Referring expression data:
——————

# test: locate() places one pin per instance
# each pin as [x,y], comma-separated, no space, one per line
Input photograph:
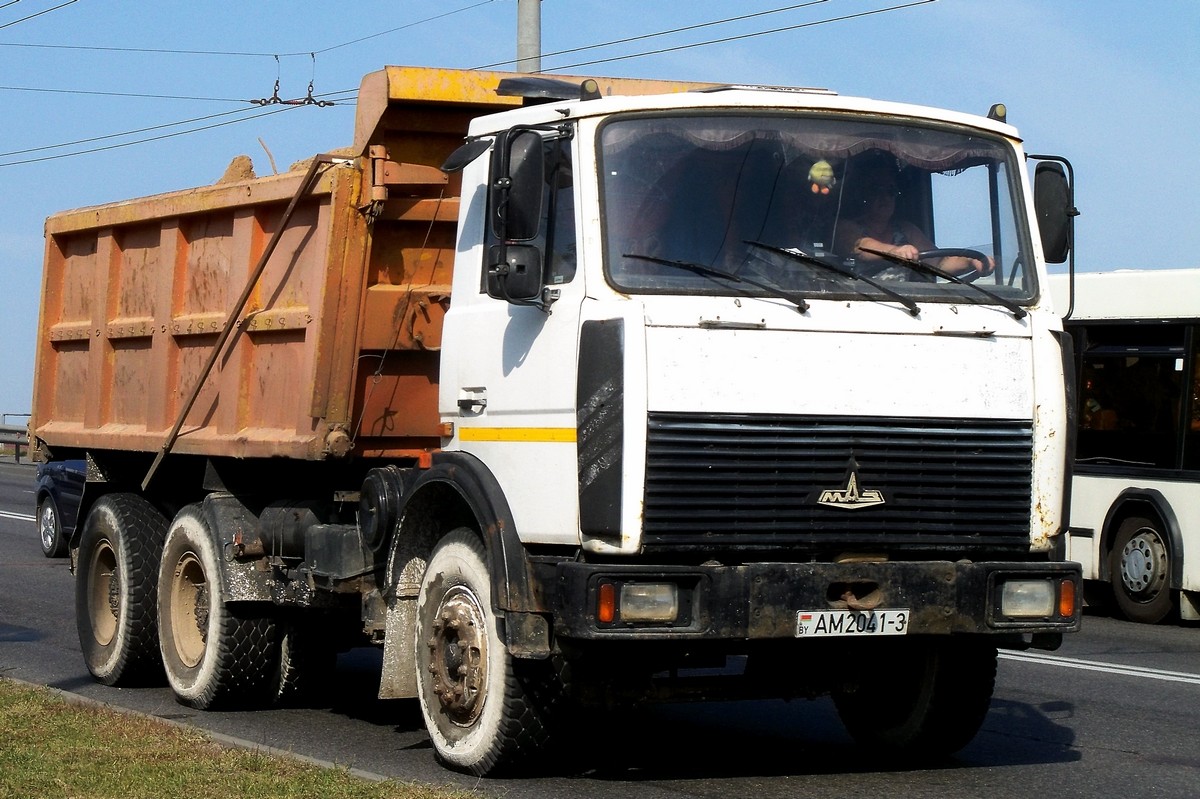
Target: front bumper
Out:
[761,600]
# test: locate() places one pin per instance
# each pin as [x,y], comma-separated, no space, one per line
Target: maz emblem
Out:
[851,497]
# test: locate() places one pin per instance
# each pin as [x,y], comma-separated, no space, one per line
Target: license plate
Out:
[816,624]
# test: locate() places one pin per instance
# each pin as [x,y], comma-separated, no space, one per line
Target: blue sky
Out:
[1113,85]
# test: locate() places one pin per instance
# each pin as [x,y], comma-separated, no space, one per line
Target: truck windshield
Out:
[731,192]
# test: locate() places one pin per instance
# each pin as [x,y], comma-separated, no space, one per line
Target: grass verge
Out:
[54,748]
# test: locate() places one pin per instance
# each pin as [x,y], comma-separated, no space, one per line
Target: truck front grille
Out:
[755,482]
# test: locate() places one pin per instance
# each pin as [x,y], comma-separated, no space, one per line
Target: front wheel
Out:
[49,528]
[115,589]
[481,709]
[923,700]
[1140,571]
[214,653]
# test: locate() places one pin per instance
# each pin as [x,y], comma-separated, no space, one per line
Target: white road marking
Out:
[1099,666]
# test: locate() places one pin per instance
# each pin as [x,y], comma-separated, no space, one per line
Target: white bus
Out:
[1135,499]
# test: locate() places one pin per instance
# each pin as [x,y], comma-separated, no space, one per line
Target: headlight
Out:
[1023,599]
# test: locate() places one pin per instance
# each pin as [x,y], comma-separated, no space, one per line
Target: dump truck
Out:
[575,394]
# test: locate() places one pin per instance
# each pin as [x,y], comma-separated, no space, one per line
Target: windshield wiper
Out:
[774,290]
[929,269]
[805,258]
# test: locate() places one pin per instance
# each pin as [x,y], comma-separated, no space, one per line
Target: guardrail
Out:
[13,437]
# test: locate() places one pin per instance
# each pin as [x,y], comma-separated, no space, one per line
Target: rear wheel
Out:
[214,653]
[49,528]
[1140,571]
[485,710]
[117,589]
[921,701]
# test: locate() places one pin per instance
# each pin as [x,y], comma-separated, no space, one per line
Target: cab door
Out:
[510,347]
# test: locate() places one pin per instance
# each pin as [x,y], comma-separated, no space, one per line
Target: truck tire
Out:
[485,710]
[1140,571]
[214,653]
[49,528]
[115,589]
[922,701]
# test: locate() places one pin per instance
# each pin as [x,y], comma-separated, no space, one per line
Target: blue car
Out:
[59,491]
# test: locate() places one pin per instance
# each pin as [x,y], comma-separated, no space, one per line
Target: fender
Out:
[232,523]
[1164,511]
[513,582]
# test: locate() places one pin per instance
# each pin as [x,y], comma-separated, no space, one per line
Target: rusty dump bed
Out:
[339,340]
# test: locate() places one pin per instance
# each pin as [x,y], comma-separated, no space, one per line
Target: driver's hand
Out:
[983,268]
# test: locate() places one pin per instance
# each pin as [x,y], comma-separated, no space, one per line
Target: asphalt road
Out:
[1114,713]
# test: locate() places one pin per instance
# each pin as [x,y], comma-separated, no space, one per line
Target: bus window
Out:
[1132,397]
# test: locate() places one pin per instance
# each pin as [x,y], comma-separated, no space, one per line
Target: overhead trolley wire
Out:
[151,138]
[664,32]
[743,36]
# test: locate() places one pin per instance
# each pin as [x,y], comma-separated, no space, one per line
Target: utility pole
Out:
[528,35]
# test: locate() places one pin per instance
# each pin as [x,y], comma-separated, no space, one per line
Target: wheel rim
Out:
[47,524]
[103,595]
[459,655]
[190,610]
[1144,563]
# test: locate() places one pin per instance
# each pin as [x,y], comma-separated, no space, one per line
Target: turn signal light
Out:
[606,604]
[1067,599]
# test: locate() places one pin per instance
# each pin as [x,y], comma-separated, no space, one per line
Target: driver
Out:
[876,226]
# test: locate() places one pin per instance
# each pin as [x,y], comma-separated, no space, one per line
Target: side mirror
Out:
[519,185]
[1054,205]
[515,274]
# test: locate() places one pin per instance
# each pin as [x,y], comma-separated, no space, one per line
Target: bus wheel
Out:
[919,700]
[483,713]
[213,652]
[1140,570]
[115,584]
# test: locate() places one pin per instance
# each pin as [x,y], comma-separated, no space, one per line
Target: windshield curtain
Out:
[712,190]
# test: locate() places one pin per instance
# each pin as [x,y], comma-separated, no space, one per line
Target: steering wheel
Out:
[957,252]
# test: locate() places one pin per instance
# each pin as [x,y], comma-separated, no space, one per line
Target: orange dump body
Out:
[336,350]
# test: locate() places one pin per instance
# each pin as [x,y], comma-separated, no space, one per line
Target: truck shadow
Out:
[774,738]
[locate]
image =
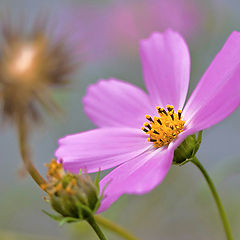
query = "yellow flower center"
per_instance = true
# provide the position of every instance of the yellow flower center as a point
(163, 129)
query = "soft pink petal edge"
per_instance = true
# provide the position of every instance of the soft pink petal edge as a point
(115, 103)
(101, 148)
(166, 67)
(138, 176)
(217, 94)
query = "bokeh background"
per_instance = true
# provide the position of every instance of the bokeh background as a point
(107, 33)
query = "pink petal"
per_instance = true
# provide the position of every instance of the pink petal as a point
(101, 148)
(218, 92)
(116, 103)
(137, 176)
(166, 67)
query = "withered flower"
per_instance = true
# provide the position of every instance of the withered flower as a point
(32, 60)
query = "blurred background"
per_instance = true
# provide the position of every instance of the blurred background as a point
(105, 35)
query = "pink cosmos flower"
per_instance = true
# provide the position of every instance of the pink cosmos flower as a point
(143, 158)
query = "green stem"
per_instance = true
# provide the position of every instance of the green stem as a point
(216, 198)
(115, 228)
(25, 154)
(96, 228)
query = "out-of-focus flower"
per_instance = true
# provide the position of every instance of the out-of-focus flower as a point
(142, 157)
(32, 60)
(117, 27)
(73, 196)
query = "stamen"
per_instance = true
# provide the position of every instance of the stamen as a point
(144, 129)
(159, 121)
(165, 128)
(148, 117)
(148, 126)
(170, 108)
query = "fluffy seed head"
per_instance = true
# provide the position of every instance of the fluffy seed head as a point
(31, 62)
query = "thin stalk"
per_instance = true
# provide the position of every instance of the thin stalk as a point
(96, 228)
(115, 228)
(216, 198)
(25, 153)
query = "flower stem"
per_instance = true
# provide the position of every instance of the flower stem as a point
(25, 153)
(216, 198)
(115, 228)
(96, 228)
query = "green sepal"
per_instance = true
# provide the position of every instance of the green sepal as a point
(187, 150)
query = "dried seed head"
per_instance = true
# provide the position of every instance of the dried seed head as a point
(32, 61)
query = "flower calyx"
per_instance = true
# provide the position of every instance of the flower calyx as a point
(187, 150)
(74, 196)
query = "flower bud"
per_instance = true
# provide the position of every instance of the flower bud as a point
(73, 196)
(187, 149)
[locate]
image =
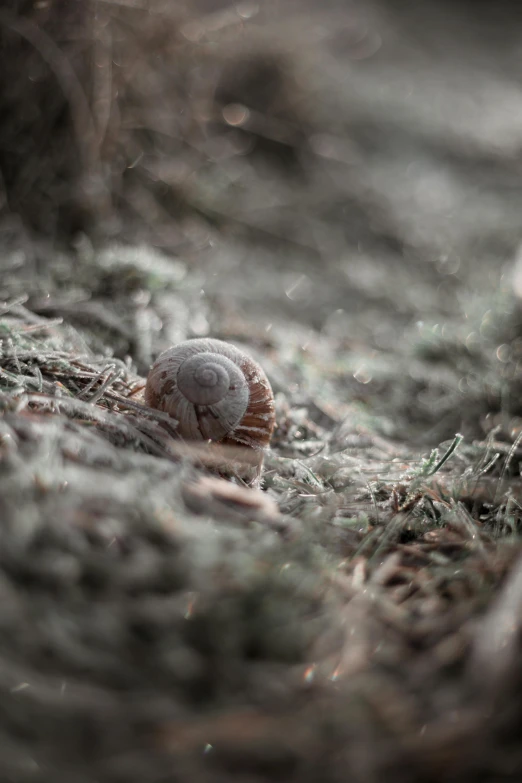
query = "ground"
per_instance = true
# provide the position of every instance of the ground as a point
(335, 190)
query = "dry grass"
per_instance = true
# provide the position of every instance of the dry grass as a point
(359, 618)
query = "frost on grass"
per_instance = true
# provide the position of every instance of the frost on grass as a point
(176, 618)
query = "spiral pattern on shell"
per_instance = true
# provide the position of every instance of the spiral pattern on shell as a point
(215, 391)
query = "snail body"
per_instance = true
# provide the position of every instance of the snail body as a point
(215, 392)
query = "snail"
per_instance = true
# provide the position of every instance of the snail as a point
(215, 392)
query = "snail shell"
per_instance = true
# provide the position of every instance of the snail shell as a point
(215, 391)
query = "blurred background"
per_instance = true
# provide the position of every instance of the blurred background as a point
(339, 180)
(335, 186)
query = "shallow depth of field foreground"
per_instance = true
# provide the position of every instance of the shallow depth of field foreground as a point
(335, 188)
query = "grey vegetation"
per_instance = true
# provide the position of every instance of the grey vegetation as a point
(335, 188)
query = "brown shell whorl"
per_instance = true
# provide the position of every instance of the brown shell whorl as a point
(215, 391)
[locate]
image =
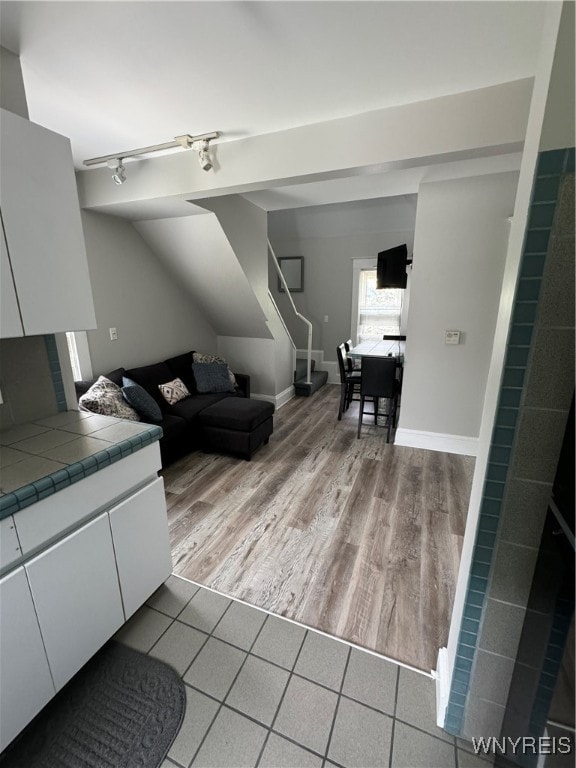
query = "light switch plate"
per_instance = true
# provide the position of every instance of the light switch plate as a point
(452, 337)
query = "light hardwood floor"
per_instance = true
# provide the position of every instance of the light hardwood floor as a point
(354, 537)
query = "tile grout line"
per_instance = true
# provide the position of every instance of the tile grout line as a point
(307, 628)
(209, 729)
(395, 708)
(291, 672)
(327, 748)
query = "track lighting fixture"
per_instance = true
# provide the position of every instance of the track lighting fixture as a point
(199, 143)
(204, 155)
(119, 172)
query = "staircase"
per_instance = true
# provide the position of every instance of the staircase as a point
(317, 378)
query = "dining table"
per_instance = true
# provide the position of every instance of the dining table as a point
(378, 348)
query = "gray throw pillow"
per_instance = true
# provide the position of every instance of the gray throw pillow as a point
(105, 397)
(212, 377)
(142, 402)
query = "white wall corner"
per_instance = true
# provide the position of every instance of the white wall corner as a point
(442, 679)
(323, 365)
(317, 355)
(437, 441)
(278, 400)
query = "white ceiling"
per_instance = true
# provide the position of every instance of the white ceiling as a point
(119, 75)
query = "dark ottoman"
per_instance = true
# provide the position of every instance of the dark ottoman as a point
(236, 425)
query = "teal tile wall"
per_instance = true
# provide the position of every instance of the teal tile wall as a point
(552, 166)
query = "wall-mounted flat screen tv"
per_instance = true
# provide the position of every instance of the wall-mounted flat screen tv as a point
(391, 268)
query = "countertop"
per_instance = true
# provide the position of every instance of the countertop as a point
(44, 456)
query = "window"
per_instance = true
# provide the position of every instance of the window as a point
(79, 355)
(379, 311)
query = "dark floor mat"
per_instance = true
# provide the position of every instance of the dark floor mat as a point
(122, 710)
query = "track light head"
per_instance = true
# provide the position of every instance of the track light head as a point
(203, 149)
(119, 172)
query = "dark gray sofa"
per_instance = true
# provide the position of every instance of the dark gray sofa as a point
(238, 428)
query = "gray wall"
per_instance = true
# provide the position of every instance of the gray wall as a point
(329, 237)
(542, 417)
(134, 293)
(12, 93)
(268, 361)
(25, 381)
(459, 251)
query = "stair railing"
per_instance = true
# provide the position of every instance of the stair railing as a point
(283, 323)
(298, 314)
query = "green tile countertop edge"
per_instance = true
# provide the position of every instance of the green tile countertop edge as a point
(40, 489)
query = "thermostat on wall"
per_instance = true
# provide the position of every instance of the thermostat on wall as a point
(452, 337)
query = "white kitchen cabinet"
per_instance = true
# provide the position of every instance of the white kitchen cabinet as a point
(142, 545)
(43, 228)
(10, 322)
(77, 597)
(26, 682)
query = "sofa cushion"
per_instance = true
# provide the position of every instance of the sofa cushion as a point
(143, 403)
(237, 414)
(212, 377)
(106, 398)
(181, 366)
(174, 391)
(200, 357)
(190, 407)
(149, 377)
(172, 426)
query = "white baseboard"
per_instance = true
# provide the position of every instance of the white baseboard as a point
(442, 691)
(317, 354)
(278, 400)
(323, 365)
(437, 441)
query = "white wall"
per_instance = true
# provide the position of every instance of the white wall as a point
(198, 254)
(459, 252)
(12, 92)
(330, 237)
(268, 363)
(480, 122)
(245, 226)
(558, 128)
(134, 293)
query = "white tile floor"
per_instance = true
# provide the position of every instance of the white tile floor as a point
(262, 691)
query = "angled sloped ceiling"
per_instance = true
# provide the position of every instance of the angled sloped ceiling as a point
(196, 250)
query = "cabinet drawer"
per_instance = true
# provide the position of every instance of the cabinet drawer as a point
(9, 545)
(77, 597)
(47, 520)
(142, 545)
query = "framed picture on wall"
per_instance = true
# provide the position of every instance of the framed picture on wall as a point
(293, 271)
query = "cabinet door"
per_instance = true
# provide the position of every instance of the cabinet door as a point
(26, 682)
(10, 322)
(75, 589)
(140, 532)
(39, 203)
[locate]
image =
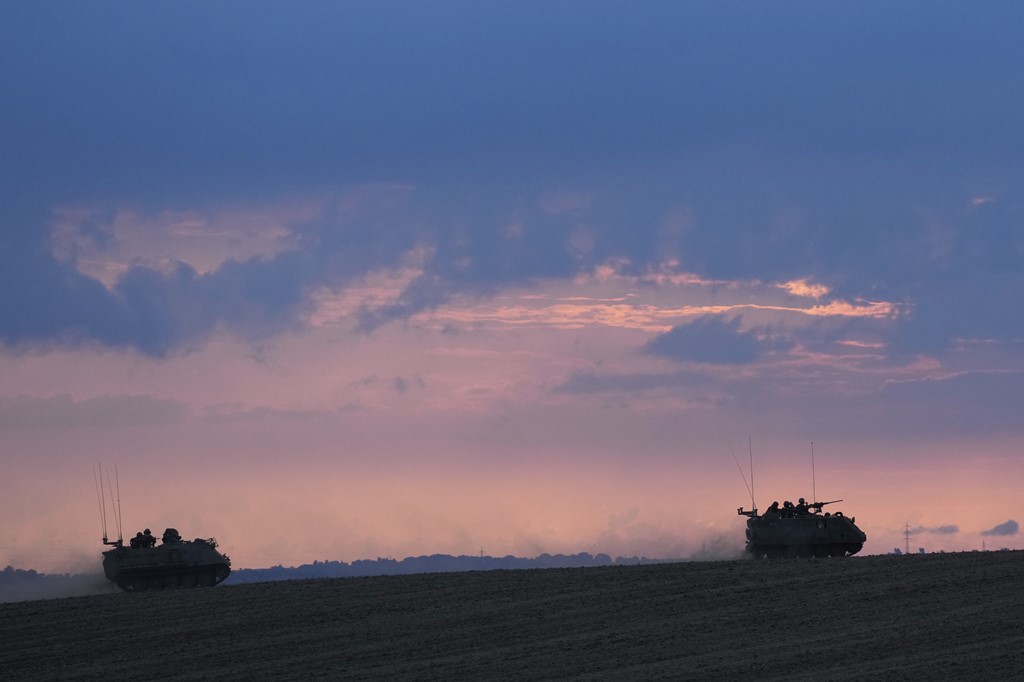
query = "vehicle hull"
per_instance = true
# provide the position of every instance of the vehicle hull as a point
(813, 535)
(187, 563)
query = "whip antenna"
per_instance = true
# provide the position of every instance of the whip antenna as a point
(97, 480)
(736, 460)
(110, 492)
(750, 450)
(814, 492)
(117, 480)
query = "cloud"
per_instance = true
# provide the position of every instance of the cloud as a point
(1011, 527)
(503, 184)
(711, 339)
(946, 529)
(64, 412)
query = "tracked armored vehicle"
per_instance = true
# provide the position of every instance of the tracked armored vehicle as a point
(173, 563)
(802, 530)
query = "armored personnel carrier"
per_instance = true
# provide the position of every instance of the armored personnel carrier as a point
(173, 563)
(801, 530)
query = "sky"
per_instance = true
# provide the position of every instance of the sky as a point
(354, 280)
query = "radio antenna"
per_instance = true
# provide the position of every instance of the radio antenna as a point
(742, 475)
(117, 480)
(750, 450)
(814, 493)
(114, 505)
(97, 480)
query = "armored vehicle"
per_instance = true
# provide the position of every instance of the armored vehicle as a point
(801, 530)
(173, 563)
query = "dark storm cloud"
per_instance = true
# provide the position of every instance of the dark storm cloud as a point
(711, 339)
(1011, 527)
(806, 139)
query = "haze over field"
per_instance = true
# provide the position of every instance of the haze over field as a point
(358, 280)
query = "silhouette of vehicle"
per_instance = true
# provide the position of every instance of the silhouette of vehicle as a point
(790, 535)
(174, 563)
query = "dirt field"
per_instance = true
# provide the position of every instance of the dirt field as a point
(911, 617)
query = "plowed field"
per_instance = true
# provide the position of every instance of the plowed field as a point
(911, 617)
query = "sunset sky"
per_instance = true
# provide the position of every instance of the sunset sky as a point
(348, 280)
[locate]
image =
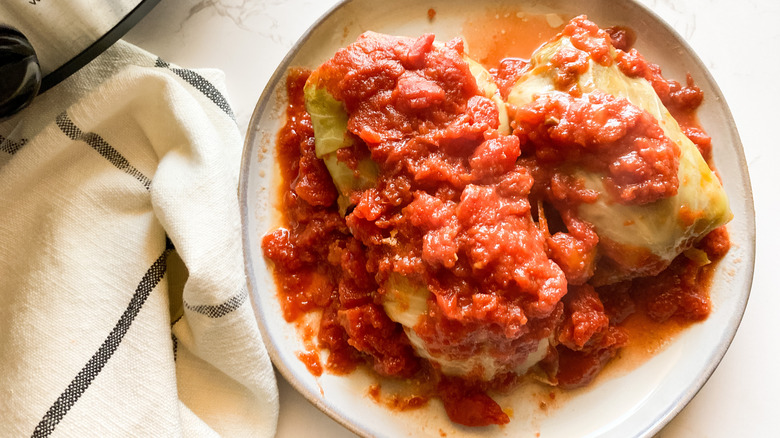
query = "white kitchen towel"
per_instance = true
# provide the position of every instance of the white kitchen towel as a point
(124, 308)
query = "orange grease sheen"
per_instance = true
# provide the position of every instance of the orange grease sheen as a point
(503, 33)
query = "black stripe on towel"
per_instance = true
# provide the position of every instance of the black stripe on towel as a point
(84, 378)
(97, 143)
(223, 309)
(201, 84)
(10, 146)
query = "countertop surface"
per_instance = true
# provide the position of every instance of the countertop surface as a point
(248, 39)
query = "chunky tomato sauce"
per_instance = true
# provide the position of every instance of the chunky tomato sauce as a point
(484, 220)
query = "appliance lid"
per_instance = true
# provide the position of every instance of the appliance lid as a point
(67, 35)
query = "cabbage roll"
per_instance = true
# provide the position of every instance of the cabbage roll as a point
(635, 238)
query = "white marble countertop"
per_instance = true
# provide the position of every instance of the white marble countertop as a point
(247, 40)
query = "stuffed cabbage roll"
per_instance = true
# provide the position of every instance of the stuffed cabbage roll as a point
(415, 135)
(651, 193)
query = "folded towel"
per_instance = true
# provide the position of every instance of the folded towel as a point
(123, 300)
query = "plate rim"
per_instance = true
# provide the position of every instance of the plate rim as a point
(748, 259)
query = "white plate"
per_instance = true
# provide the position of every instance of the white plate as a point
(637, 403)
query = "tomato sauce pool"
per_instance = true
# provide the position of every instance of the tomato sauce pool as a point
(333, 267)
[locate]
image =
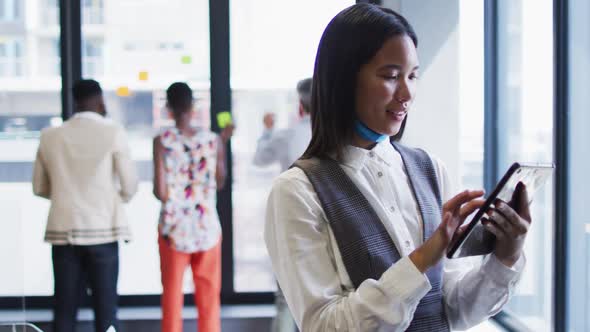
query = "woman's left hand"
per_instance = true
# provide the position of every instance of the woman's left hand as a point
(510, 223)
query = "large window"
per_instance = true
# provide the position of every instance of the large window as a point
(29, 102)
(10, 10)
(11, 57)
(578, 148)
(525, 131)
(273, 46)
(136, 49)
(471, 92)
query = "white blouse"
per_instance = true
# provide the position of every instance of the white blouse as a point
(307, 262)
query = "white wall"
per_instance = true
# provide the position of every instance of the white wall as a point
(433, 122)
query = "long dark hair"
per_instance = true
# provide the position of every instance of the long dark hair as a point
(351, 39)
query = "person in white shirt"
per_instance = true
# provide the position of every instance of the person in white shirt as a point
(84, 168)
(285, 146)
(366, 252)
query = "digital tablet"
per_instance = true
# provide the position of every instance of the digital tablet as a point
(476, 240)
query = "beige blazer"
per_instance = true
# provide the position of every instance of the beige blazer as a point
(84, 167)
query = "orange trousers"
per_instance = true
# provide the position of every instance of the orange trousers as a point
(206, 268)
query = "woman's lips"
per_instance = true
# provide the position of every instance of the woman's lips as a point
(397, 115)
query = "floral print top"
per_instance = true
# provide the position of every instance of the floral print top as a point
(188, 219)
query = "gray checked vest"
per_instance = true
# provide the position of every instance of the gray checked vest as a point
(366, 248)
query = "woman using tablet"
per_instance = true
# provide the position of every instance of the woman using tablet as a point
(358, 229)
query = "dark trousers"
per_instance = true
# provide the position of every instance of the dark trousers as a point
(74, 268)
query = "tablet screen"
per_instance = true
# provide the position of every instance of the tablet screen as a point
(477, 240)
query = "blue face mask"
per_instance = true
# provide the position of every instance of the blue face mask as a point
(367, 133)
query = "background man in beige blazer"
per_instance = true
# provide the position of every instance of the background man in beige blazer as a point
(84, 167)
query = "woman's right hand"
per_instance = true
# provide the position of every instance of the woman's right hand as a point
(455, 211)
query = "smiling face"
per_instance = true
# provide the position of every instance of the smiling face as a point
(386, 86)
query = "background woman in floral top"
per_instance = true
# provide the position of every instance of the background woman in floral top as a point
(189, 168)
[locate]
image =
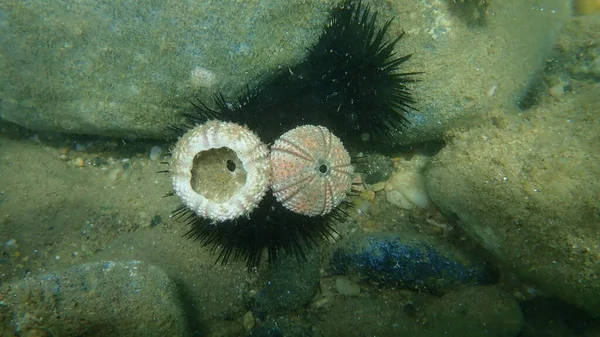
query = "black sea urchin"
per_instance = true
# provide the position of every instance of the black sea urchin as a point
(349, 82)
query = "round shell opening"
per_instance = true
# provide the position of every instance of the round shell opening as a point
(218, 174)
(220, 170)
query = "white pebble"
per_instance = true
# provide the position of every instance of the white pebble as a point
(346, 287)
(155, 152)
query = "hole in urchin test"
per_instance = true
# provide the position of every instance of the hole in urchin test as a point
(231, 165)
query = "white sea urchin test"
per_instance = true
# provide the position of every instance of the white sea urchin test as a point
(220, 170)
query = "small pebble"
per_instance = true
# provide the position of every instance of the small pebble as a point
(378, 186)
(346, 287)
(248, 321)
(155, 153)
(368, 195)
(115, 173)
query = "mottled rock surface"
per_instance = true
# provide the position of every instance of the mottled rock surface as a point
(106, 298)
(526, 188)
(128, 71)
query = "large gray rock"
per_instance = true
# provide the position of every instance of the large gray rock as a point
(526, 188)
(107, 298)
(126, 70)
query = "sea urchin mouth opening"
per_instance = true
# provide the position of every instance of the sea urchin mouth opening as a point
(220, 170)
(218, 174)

——————

→ **Instructions to follow**:
In the records above, find each line that mentions the string "front", then copy it.

→ **Exercise response**:
Target: front bumper
Target: truck front grille
Target: front wheel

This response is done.